WHAT YOU WILL DO:
In the material below, swap every "one point per instance" for "one point per match". Reproduce everything else unchanged.

Pointing and labeling entries:
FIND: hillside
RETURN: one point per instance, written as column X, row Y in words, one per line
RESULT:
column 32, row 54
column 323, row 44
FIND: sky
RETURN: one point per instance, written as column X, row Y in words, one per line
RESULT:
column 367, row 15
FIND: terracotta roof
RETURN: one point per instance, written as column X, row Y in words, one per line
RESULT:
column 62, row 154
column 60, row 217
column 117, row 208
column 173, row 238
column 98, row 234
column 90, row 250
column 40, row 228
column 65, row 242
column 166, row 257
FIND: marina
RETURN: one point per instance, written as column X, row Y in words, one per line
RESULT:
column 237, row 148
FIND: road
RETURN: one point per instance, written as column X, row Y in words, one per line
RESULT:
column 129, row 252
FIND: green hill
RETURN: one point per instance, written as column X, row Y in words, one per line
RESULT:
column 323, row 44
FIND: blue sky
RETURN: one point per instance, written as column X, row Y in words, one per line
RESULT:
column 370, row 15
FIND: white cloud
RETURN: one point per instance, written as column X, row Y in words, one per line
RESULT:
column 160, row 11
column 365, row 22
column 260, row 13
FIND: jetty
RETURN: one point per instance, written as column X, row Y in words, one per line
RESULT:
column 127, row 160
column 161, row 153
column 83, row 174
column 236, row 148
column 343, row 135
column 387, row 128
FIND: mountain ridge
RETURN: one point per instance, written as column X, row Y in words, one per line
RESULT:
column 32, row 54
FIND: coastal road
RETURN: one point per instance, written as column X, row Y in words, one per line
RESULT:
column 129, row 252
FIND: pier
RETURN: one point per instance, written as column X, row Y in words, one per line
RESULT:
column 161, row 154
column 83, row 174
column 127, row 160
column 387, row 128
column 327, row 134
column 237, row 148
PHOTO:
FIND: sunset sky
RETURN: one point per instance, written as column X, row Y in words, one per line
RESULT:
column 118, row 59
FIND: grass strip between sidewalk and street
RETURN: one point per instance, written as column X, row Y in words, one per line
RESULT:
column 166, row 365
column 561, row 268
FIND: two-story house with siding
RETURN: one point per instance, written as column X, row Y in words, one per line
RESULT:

SOLUTION TO THE EXERCISE:
FIND: hillside
RETURN: one point per match, written as column X, row Y in words, one per line
RESULT:
column 32, row 54
column 323, row 44
FIND: sky
RETURN: one point per match, written as column X, row Y in words, one per line
RESULT:
column 367, row 15
FIND: terracotta roof
RETURN: one point per match, written as column X, row Y in words, one per line
RESULT:
column 62, row 154
column 60, row 217
column 117, row 208
column 173, row 238
column 98, row 234
column 90, row 250
column 40, row 228
column 65, row 242
column 166, row 257
FIND: marina
RETURN: one point per match, written as column X, row Y in words, one per line
RESULT:
column 237, row 148
FIND: road
RETURN: one point per match, written as column X, row Y in words, one per line
RESULT:
column 129, row 252
FIND: green hill
RETURN: one point per match, written as column X, row Y in words, one per line
RESULT:
column 323, row 44
FIND: blue sky
RETURN: one point per match, written as column X, row Y in words, one per line
RESULT:
column 370, row 15
FIND: white cloud
RETURN: one point per match, written as column X, row Y in words, one per line
RESULT:
column 160, row 11
column 365, row 22
column 260, row 13
FIND: jetty
RETURN: one point per match, written as column X, row Y in words, one per line
RESULT:
column 127, row 160
column 161, row 153
column 83, row 174
column 236, row 148
column 343, row 135
column 387, row 128
FIND: mountain ridge
RETURN: one point per match, written as column X, row Y in words, one per line
RESULT:
column 32, row 54
FIND: coastal road
RETURN: one point per match, written as column X, row Y in words, one per line
RESULT:
column 129, row 252
FIND: pier
RETURN: one point per match, written as column X, row Y in words, one per line
RESULT:
column 161, row 154
column 83, row 174
column 127, row 160
column 387, row 128
column 327, row 134
column 237, row 148
PHOTO:
FIND: sunset sky
RETURN: one point per match, written as column X, row Y in words, one per line
RESULT:
column 118, row 59
FIND: grass strip between sidewalk and street
RETURN: one point per match, written as column X, row Y in words, one per line
RESULT:
column 166, row 365
column 561, row 268
FIND: two-story house with siding
RETURN: one point per match, written as column X, row Y in words, one per line
RESULT:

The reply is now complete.